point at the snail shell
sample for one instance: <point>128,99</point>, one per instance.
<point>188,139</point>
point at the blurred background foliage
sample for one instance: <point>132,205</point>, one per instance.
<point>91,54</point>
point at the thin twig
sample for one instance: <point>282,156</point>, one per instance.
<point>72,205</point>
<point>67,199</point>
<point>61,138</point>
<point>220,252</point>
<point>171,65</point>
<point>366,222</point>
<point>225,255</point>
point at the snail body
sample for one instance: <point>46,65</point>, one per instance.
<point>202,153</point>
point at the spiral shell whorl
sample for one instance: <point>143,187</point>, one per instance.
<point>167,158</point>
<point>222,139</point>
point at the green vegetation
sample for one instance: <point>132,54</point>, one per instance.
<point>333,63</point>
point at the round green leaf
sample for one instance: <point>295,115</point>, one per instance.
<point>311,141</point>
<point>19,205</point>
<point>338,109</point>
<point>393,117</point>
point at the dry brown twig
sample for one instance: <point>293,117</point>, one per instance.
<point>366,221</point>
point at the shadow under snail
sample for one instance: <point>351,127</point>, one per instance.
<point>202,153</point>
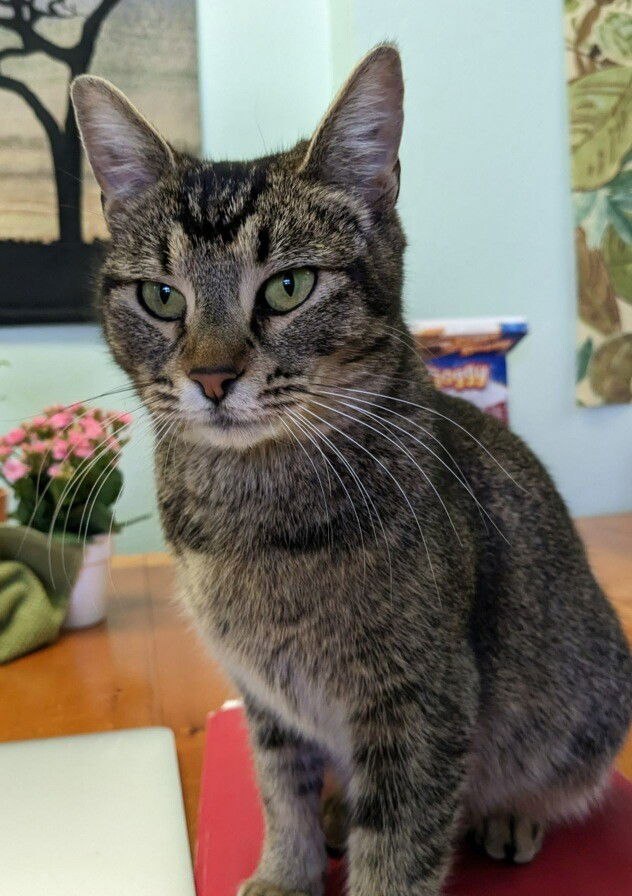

— WHAT TO DO —
Return, with no change at all, every line in the entries above from the line containing "point at the spiral shell whorl" through the line containing "point at the dry brown twig".

— WRITTEN SOLUTION —
point at the spiral shell whorl
sample for one instance: <point>143,187</point>, one per instance.
<point>167,158</point>
<point>222,139</point>
point at the green vegetation
sample for one instance: <point>132,54</point>, one per instance.
<point>333,63</point>
point at the round green leaf
sample for one instance: <point>295,115</point>, one per instance.
<point>311,141</point>
<point>19,205</point>
<point>338,109</point>
<point>393,117</point>
point at the dry brown twig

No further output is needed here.